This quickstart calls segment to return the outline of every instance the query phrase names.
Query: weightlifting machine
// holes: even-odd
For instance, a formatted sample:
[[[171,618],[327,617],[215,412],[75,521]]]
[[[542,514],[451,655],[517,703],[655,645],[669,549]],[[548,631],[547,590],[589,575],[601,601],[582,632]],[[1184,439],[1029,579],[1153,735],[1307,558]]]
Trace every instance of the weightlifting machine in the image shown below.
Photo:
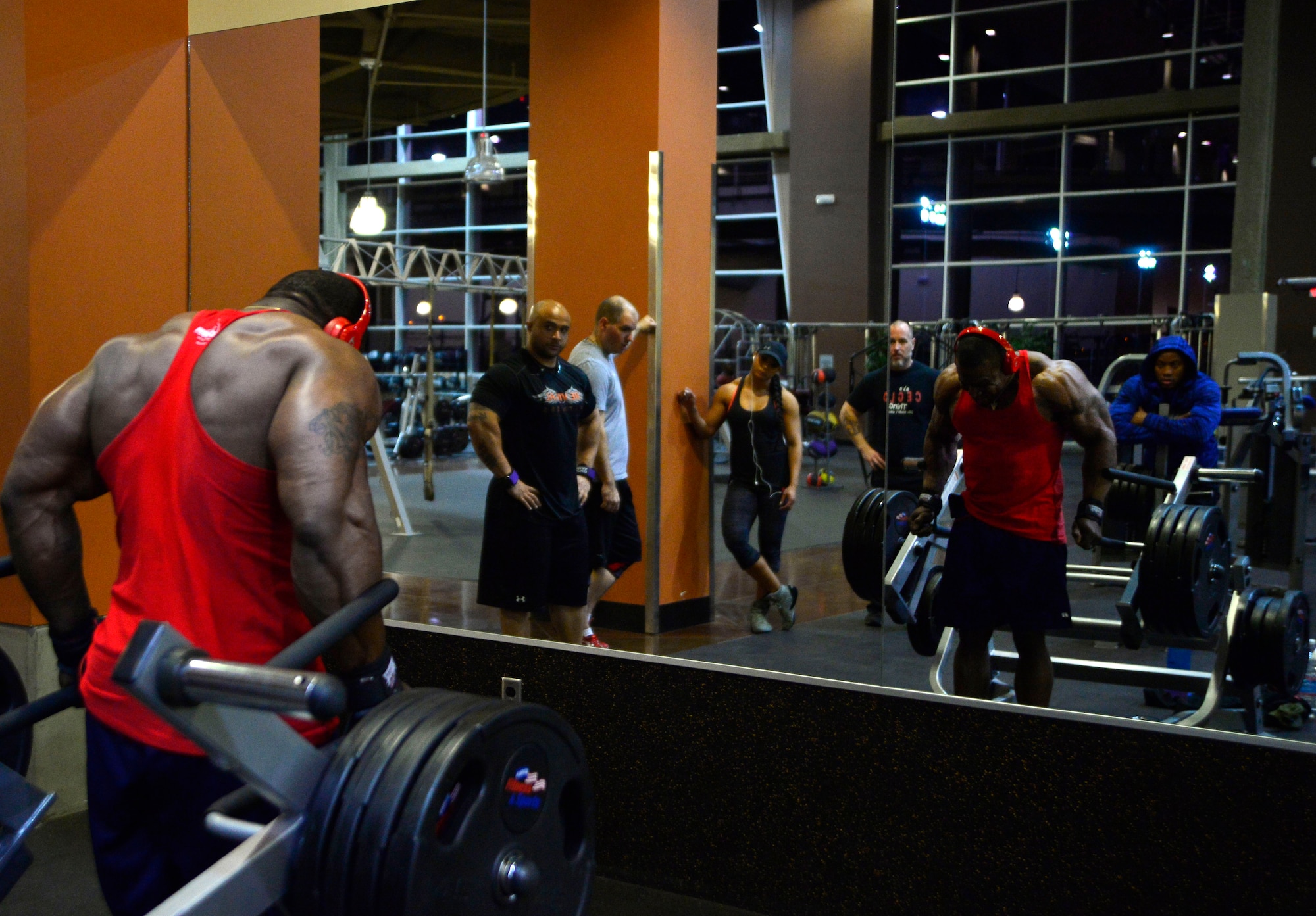
[[[933,599],[950,530],[949,503],[963,490],[963,455],[942,491],[942,513],[933,533],[909,532],[915,497],[904,491],[870,490],[855,500],[842,537],[842,565],[855,594],[882,600],[887,613],[905,625],[915,651],[933,658],[932,690],[948,694],[945,675],[953,630],[937,624]],[[1173,480],[1108,469],[1107,476],[1124,486],[1165,491],[1141,542],[1103,538],[1108,549],[1138,554],[1132,570],[1113,566],[1070,565],[1067,578],[1124,586],[1116,603],[1119,620],[1075,617],[1073,626],[1048,636],[1119,642],[1138,649],[1150,645],[1215,653],[1209,673],[1146,665],[1124,665],[1078,658],[1053,658],[1057,678],[1126,684],[1184,692],[1204,692],[1202,707],[1166,721],[1204,725],[1220,711],[1225,692],[1245,700],[1244,725],[1257,733],[1261,688],[1271,686],[1292,695],[1302,686],[1309,655],[1309,608],[1296,590],[1258,588],[1250,584],[1250,562],[1234,555],[1224,515],[1215,505],[1187,503],[1195,483],[1265,483],[1258,469],[1199,469],[1186,458]],[[882,557],[880,578],[873,558]],[[1015,671],[1019,655],[991,650],[992,667]]]
[[[12,571],[0,559],[0,575]],[[551,709],[407,690],[318,749],[280,719],[343,711],[342,683],[301,669],[396,595],[392,580],[378,583],[265,666],[208,658],[163,623],[138,625],[114,680],[246,782],[205,817],[238,845],[153,916],[279,902],[308,916],[583,912],[594,795],[580,740]],[[54,800],[24,779],[32,724],[76,691],[11,701],[0,716],[0,899],[32,862],[24,841]],[[255,799],[278,808],[268,824],[241,817]]]

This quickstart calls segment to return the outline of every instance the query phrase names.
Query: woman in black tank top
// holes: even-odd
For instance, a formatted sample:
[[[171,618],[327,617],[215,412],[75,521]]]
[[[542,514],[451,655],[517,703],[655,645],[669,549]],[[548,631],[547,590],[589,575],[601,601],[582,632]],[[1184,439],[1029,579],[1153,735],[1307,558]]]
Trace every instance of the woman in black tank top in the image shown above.
[[[799,591],[776,578],[782,567],[782,533],[795,504],[800,476],[800,405],[782,390],[779,378],[786,347],[771,341],[759,347],[745,378],[724,384],[707,415],[695,407],[695,394],[678,395],[686,422],[699,438],[709,438],[726,422],[732,433],[730,480],[722,501],[722,540],[740,567],[749,572],[758,598],[750,605],[749,628],[770,633],[767,612],[775,609],[782,629],[795,625]],[[758,521],[758,549],[749,532]]]

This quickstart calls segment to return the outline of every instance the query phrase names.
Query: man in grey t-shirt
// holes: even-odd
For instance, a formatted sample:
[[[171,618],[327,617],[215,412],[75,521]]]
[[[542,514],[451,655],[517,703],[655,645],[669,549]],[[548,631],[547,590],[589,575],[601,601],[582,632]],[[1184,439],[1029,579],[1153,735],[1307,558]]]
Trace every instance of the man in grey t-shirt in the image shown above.
[[[654,320],[640,317],[636,307],[621,296],[608,296],[594,316],[594,333],[575,345],[569,362],[584,370],[603,415],[603,440],[595,455],[594,483],[584,504],[590,526],[588,613],[628,566],[640,561],[640,524],[626,483],[630,440],[626,434],[626,401],[613,358],[624,353],[636,334],[654,330]],[[607,649],[586,625],[584,645]]]

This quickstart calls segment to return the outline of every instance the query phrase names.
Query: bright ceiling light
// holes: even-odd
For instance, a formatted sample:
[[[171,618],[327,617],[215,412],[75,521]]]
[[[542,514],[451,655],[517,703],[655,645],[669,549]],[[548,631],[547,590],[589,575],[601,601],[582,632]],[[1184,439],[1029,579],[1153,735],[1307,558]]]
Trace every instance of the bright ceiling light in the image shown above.
[[[357,209],[351,212],[351,230],[358,236],[378,236],[384,230],[388,215],[384,213],[375,195],[363,193],[357,203]]]

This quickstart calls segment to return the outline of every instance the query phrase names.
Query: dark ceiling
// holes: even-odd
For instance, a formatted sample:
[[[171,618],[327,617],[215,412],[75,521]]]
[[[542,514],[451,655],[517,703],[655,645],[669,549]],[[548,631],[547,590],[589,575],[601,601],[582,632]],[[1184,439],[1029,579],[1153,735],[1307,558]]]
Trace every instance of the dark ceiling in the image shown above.
[[[320,17],[320,129],[361,136],[371,71],[374,130],[480,107],[480,0],[416,0]],[[530,1],[488,0],[488,107],[529,89]]]

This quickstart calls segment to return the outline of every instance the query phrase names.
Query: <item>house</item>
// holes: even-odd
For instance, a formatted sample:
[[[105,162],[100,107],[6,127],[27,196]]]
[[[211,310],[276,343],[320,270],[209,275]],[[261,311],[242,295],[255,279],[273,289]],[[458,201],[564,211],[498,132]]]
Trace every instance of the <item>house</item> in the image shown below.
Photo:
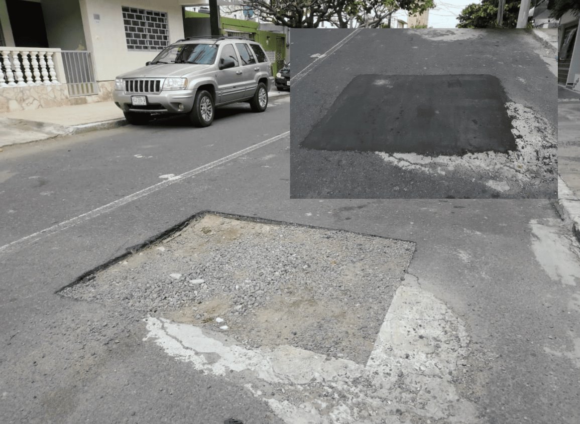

À faire:
Renvoie chaque ligne des enregistrements qui contient le mot « item ».

Résultat attendu:
Query: <item>house</item>
Trace every instance of the <item>house</item> in the image shown below.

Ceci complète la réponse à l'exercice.